▸ What is asked: All records must be quoted exactly. Omit the pictures.

(Collected data entries)
######

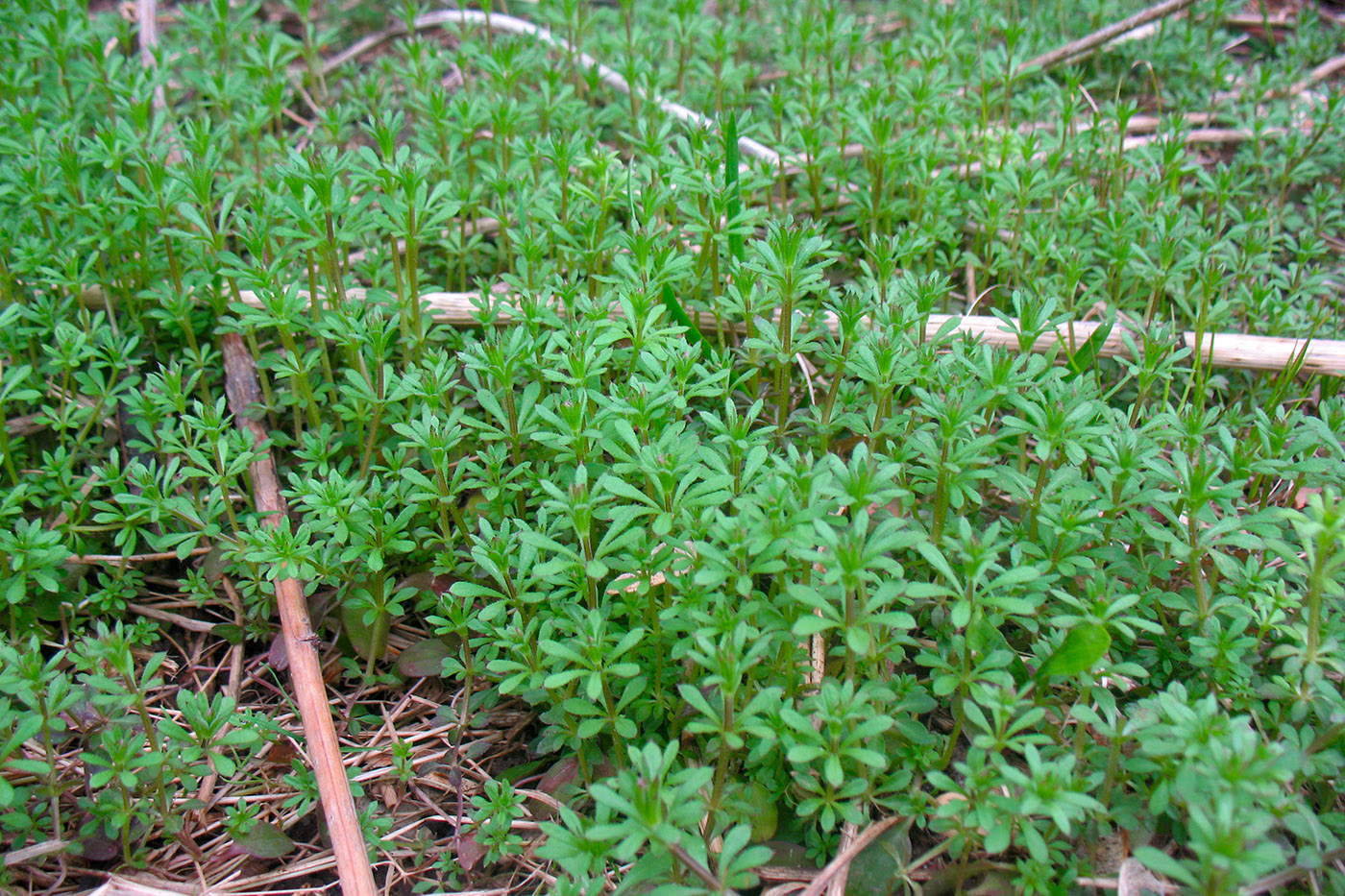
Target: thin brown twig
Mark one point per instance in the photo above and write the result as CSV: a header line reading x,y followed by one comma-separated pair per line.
x,y
846,856
136,559
1091,42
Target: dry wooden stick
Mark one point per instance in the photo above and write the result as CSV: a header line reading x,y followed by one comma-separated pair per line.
x,y
1219,350
510,24
1087,44
356,878
843,861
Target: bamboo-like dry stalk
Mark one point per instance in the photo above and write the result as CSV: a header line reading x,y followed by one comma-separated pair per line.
x,y
356,878
510,24
1216,349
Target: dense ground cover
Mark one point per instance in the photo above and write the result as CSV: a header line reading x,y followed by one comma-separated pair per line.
x,y
604,600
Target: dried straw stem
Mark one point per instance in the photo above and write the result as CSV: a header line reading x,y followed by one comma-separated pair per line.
x,y
1219,350
306,673
510,24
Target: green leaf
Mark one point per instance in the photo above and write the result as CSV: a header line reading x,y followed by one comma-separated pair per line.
x,y
1082,647
1087,354
264,841
730,182
426,658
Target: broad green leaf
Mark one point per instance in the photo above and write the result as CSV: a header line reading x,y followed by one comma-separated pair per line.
x,y
1082,647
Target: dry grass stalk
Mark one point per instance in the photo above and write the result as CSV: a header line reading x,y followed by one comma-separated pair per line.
x,y
302,643
1220,350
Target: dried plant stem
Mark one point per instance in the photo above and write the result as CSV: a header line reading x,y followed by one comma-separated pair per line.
x,y
353,866
510,24
1220,350
1087,44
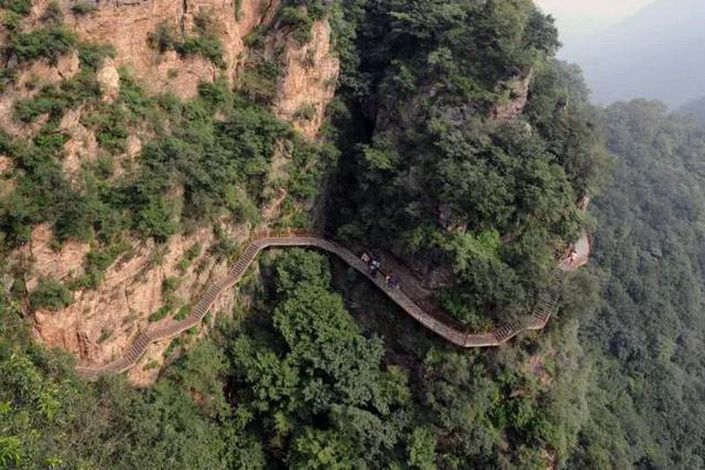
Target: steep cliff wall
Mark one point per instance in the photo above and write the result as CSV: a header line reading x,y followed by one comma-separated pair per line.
x,y
135,289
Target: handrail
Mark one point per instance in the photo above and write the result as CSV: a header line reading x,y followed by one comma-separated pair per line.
x,y
537,320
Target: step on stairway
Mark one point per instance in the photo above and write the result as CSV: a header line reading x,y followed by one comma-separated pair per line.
x,y
542,310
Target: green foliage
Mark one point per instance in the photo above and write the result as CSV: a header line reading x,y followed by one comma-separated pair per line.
x,y
422,453
92,55
299,15
163,38
53,13
50,294
191,254
21,7
429,174
47,43
205,43
84,7
160,314
55,100
646,337
318,365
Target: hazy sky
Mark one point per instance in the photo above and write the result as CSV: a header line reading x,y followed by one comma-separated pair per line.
x,y
583,17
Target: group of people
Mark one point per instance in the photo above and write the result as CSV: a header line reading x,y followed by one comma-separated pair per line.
x,y
375,266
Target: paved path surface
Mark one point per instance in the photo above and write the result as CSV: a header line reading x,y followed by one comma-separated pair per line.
x,y
537,320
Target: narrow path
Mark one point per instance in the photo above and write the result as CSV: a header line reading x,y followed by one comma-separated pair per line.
x,y
537,320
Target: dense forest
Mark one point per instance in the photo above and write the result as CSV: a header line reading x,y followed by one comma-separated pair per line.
x,y
426,155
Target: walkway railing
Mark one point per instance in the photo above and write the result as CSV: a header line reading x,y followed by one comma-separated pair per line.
x,y
537,320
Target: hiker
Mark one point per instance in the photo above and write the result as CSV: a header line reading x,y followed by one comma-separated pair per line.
x,y
396,283
374,267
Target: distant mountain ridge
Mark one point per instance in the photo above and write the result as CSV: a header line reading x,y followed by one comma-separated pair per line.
x,y
657,54
695,108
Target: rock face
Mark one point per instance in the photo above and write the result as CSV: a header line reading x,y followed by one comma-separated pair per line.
x,y
103,322
127,26
309,82
518,97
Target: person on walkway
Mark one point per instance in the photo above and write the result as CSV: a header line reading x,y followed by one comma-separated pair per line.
x,y
374,267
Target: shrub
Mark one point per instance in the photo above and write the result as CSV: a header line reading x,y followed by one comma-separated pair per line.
x,y
163,38
93,55
53,14
306,112
205,46
83,7
50,294
48,43
55,100
21,7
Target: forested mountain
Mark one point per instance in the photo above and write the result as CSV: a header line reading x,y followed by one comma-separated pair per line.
x,y
453,142
646,406
655,54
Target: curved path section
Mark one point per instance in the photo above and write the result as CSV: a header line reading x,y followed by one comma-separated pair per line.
x,y
537,320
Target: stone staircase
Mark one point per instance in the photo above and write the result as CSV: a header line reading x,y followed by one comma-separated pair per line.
x,y
540,315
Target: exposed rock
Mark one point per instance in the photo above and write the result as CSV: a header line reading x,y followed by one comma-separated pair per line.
x,y
41,72
103,322
127,27
518,97
82,146
109,81
49,263
308,85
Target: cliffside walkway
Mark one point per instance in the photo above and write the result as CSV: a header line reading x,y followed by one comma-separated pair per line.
x,y
537,320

######

▸ Output of the exercise:
Target: thin brown twig
Mark one point per instance in the photo above and write the result as CSV: a header line reading x,y followed by one comma-separated pair per line.
x,y
846,856
136,559
1091,42
Target: dry wooden stick
Mark one point per instance in the photo above and write the result as CSV: a header line reading x,y followed by one comma-separated pair per line.
x,y
1219,350
510,24
1087,44
356,878
843,861
Target: bamboo-like dry stalk
Mark one point per instance in the photo above and write the result as CSV: a header line reading x,y followed by one comma-separated pair per line.
x,y
356,878
510,24
1216,349
Target: dense ground cover
Mark one point per instance in the photo above and write the result as CSV: a header line reading x,y followed by one comma-separated pair per line.
x,y
604,600
Target: dried straw stem
Mark one point per instance in the photo above and write the result as CSV: a header line reading x,y followed by one comma-separated pair per line.
x,y
1219,350
306,673
510,24
Target: green leaf
Mark one point per instance in the photo above and write the result as CSV: a header line reading x,y followed by one comma-separated pair per line.
x,y
1082,647
1087,354
264,841
730,182
426,658
Target: broad green leaf
Mark one point per instance in the photo above and write the result as CSV: a header line reading x,y followed by one comma-separated pair per line.
x,y
1082,647
Target: dry grass stalk
Mark one point per instance in the photo above and write the result as CSV: a header line reading x,y followed by one comma-separated pair per line.
x,y
302,643
1220,350
Target: dried plant stem
Mark one point per instance in the photo above and write the result as CSV: a header line reading x,y followed by one comma-separated pair per line.
x,y
353,866
510,24
1220,350
1087,44
Target: steep cliff wall
Mark one point per instance in the photo above and write the result as CSV: a header line reading x,y followed by one comma-separated pair per line.
x,y
135,289
Target: handrail
Mark one point per instance in the photo above and write the result as CSV: a header line reading x,y followed by one comma-separated pair per line.
x,y
537,320
Target: step on stairway
Mark one point per instance in the photo above and write the result as CSV: a header line reading x,y followed by one comma-separated pair per line.
x,y
542,310
Target: green foliage
Mark one point per instance in the photo above and write the result as CSV: a header line reading x,y followed by one comma-separated pair per line.
x,y
422,453
92,55
299,15
163,38
53,13
50,294
191,254
21,7
429,174
47,43
205,43
84,7
160,314
55,100
646,337
318,365
Target: hazy sky
Mark one point per instance in the photo above and write the result as CSV: a header line reading x,y followed by one comma-separated pair per line.
x,y
583,17
Target: group of people
Mark one point per instance in the photo above and write the result as CSV: a header line reading x,y followed by one comma-separated pair per line.
x,y
375,266
Target: paved path surface
Mark one point per instance in the photo above and write the result as CSV: a header line reading x,y followed by one comma-separated pair per line.
x,y
537,320
Target: narrow path
Mark one point per instance in the photo above and write the result as CSV: a header line reading x,y followed by one comma-separated pair per line.
x,y
537,320
Target: dense forest
Mark one point per instance in the photo above and write the result as CSV: a header line reading x,y followed by one comma-separated pair per line.
x,y
426,155
Target: walkway railing
Mark one point per instance in the photo above and write the result as CSV: a header line reading x,y followed by one comma-separated pair per line.
x,y
537,320
Target: hiker
Mark one point per instance in the photo above and write the result as CSV: a header line reading x,y followed by one comma-separated pair per line.
x,y
396,283
374,267
Target: distant mountain ridge
Mark one point per instance in the photo above and write the result as CSV: a header line reading x,y followed by one comma-separated pair per line.
x,y
657,54
695,108
Target: rock face
Mark one point per instance in the photo above and write the result as CSV: a header line reading x,y followed by one comma-separated pair per line.
x,y
103,322
127,26
309,82
518,97
Target: person on walkway
Mark one point per instance in the photo above and write the result as CSV: a header line reading x,y followed by one comma-separated pair per line.
x,y
374,267
Target: shrub
Mark one point per instance in the photo above and write the result as CSV: a header line reading x,y followed by one comma-separated pair per line.
x,y
163,38
93,55
53,14
306,112
205,46
83,7
50,294
48,43
55,100
21,7
Target: forested mountain
Mark one point per instance in the photo above and write the result as CSV: a header line reading x,y followed by one comma-separated pair per line.
x,y
453,142
646,406
655,54
Target: curved path section
Mark one point per instance in the photo above and write the result as CSV: a header line reading x,y followed by one comma-separated pair per line.
x,y
537,320
Target: stone staircase
Mark one point per instance in the photo above and write the result as CSV: a header line reading x,y followed by one comma-separated pair per line.
x,y
540,315
Target: exposed rock
Mark one point per instance in the photo above and write the result as CSV: a header line reading x,y followed by one comma-separated pair per line.
x,y
41,72
103,322
127,27
518,97
82,146
109,81
49,263
308,85
Target: cliffside walkway
Mark one point per instance in the photo above and write the result as CSV: a header line reading x,y followed by one comma-separated pair per line.
x,y
537,320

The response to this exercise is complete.